## Exercise material
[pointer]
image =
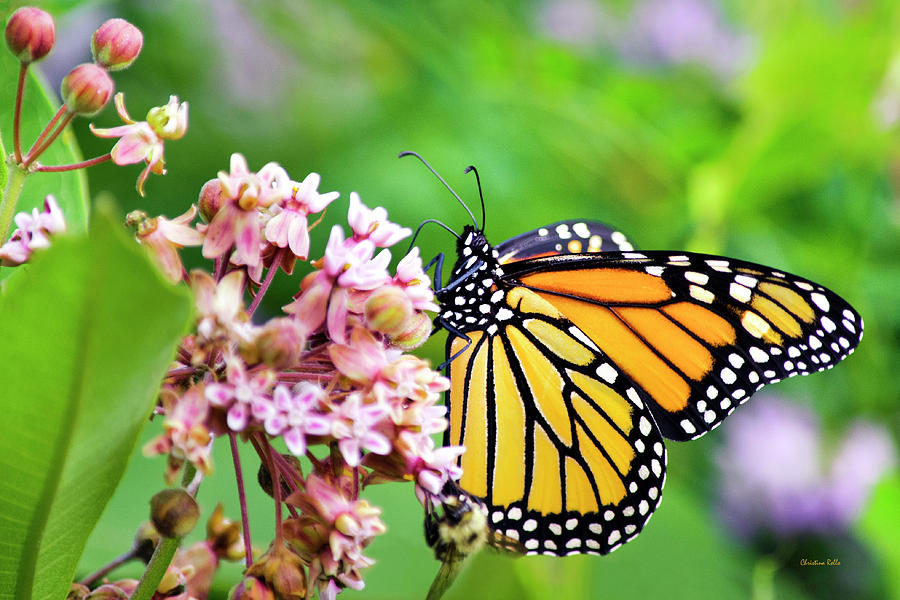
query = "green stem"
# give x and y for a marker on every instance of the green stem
(156, 568)
(162, 555)
(11, 198)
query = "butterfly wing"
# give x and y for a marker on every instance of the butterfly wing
(559, 443)
(698, 334)
(563, 237)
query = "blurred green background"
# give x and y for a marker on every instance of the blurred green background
(767, 131)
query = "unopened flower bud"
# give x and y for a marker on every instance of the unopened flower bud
(346, 524)
(211, 199)
(280, 342)
(30, 34)
(145, 540)
(78, 591)
(174, 512)
(388, 310)
(224, 535)
(251, 588)
(86, 89)
(416, 333)
(173, 582)
(306, 535)
(283, 570)
(170, 120)
(116, 44)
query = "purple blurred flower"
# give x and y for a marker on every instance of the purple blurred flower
(685, 31)
(580, 22)
(774, 477)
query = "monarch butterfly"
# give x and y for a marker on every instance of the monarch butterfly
(572, 355)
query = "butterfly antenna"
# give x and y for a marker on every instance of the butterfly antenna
(480, 195)
(412, 242)
(446, 185)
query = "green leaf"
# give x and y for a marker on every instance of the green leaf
(87, 333)
(38, 107)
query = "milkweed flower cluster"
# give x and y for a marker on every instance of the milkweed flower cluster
(330, 378)
(34, 231)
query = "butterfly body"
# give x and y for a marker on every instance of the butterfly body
(572, 356)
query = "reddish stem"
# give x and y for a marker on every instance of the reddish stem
(39, 144)
(72, 167)
(20, 92)
(245, 520)
(276, 491)
(222, 266)
(270, 275)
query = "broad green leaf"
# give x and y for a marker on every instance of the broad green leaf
(70, 187)
(87, 333)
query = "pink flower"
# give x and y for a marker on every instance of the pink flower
(270, 185)
(186, 436)
(143, 141)
(354, 426)
(373, 225)
(238, 222)
(363, 358)
(430, 467)
(244, 395)
(352, 263)
(220, 309)
(289, 228)
(298, 415)
(164, 237)
(33, 232)
(346, 267)
(411, 278)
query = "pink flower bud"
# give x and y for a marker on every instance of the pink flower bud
(174, 512)
(86, 89)
(30, 34)
(211, 199)
(116, 44)
(280, 342)
(388, 310)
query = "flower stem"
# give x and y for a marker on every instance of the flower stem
(156, 568)
(276, 261)
(108, 568)
(242, 498)
(17, 115)
(163, 554)
(72, 167)
(276, 491)
(32, 154)
(11, 198)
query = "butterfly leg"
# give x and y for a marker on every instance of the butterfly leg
(438, 262)
(440, 322)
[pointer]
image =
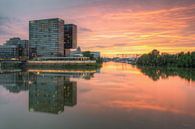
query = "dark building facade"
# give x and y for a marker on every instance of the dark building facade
(47, 37)
(15, 48)
(70, 36)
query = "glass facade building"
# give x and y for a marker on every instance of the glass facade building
(47, 37)
(70, 36)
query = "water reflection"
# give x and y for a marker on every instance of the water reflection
(156, 73)
(49, 90)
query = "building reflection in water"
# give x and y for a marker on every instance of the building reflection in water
(49, 92)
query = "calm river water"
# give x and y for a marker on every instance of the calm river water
(117, 96)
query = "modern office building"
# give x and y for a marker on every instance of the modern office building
(8, 52)
(15, 48)
(70, 36)
(47, 37)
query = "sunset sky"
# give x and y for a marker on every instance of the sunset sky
(110, 26)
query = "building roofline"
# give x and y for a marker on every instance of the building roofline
(46, 19)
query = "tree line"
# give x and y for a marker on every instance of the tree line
(154, 58)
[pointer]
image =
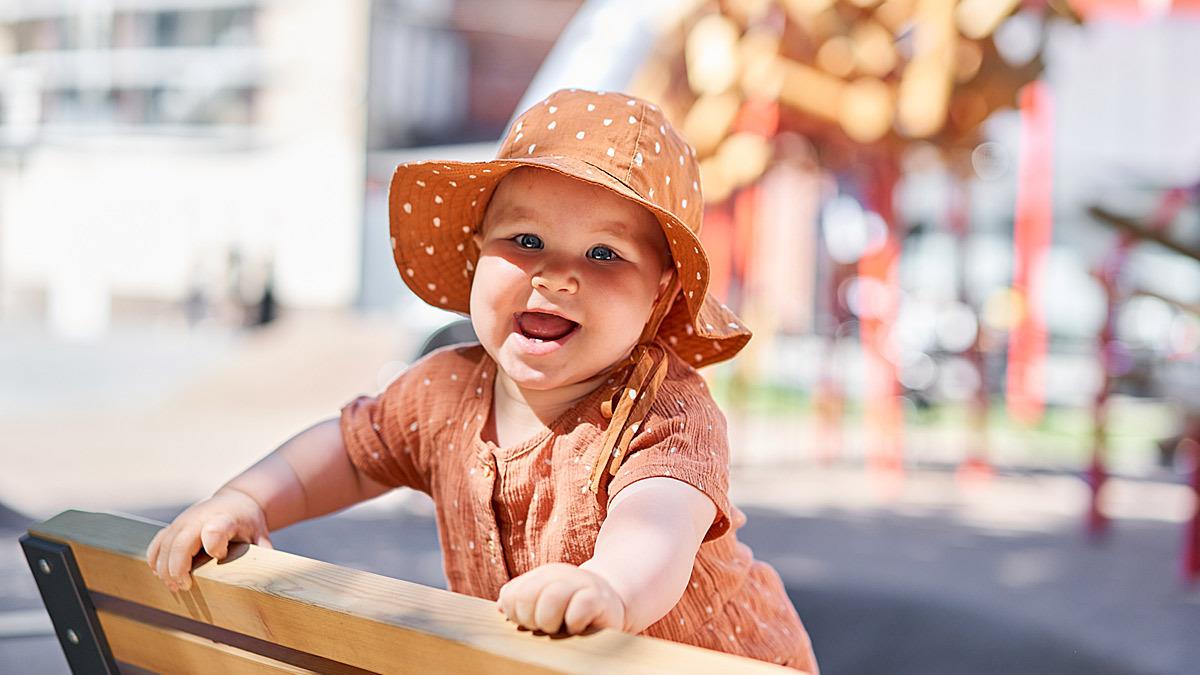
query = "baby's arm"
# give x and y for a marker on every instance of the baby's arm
(307, 476)
(639, 571)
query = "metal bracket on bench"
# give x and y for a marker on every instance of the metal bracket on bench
(70, 607)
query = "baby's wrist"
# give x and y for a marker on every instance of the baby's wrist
(595, 569)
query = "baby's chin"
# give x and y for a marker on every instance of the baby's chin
(535, 380)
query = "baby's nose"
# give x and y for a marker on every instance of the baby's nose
(555, 280)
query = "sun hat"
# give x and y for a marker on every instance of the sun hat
(606, 138)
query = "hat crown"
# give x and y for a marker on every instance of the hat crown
(624, 136)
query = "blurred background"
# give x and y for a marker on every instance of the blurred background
(966, 234)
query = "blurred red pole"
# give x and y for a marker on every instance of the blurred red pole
(1110, 350)
(1191, 444)
(1032, 228)
(883, 412)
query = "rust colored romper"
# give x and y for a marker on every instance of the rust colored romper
(501, 512)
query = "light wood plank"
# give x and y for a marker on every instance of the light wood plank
(355, 617)
(166, 650)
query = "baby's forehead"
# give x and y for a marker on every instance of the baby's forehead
(555, 201)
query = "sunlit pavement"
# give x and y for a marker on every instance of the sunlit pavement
(915, 573)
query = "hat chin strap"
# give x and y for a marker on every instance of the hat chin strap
(627, 413)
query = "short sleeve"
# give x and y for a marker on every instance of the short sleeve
(684, 437)
(383, 435)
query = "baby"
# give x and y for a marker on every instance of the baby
(576, 460)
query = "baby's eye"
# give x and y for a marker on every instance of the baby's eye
(601, 254)
(528, 240)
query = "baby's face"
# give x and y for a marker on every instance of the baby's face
(567, 278)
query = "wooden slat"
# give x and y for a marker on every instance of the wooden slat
(355, 617)
(167, 650)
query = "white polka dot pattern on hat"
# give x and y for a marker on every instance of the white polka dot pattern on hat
(573, 132)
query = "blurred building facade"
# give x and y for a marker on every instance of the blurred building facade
(159, 150)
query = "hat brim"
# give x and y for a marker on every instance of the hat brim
(436, 208)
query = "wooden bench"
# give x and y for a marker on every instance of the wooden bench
(270, 611)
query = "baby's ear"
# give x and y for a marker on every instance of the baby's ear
(667, 279)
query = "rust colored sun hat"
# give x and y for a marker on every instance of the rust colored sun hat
(611, 139)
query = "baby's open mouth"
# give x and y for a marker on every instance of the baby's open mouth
(544, 327)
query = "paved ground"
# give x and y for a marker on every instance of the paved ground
(927, 575)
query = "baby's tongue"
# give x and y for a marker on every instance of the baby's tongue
(544, 326)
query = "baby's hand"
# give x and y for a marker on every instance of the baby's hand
(225, 517)
(562, 596)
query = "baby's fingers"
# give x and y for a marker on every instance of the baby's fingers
(215, 536)
(185, 547)
(153, 549)
(582, 610)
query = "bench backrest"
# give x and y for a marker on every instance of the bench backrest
(264, 610)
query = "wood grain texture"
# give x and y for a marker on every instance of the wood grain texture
(357, 617)
(167, 650)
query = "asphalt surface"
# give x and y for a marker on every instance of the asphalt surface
(880, 590)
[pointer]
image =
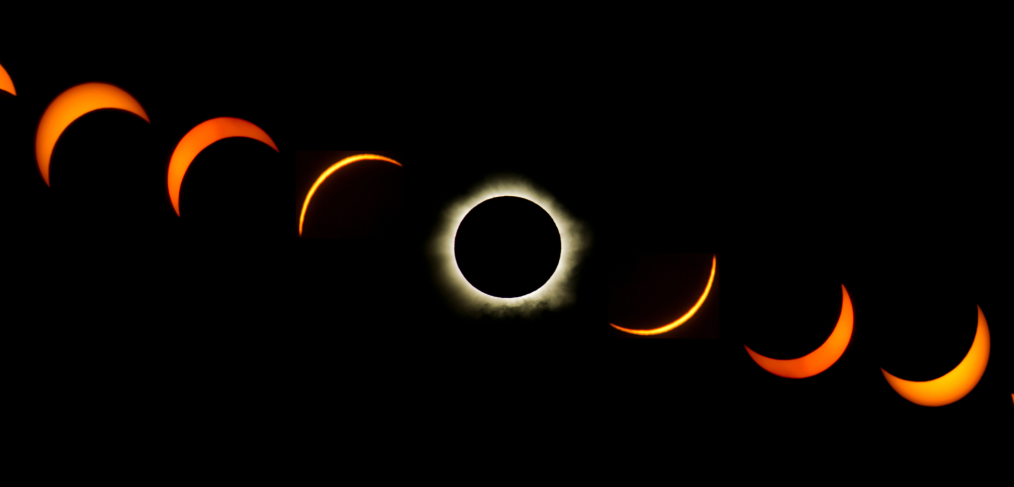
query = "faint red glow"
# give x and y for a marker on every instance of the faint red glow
(70, 106)
(201, 137)
(684, 318)
(818, 360)
(954, 385)
(333, 168)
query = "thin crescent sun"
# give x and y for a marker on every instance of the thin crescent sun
(818, 360)
(70, 106)
(682, 319)
(198, 139)
(6, 83)
(954, 385)
(333, 168)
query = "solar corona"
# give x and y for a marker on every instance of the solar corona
(557, 290)
(198, 139)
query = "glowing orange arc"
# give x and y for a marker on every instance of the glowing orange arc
(954, 385)
(333, 168)
(684, 318)
(70, 106)
(6, 83)
(199, 138)
(818, 360)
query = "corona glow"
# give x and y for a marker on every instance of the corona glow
(6, 83)
(818, 360)
(198, 139)
(682, 319)
(70, 106)
(557, 292)
(333, 168)
(955, 384)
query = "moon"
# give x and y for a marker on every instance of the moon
(818, 360)
(684, 318)
(333, 168)
(70, 106)
(558, 292)
(199, 138)
(954, 385)
(6, 83)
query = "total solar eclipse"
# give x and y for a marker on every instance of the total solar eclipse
(507, 247)
(519, 257)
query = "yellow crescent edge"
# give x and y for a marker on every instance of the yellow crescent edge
(954, 385)
(333, 168)
(684, 318)
(819, 359)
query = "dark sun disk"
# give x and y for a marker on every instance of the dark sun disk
(507, 247)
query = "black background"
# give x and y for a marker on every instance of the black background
(99, 261)
(911, 217)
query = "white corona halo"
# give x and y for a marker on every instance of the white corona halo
(557, 292)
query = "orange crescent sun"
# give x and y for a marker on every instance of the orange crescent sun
(682, 319)
(333, 168)
(954, 385)
(70, 106)
(818, 360)
(6, 83)
(198, 139)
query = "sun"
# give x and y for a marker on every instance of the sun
(555, 293)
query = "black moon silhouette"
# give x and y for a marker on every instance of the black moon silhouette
(507, 247)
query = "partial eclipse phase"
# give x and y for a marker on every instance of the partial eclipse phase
(507, 247)
(334, 167)
(818, 360)
(685, 317)
(6, 84)
(70, 106)
(198, 139)
(954, 385)
(558, 289)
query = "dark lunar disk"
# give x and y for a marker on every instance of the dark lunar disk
(507, 247)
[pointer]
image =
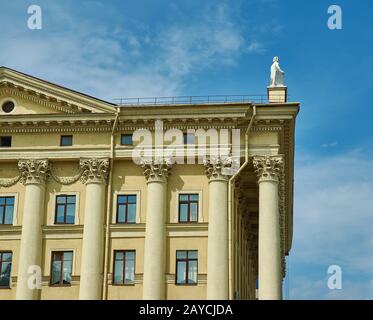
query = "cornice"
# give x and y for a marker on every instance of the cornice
(32, 84)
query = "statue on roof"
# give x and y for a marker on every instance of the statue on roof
(277, 75)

## Problem details
Show every line above that contains the string "asphalt", matching case exactly.

## The completed task
query = "asphalt surface"
# give x and y for a marker on every instance of the asphalt surface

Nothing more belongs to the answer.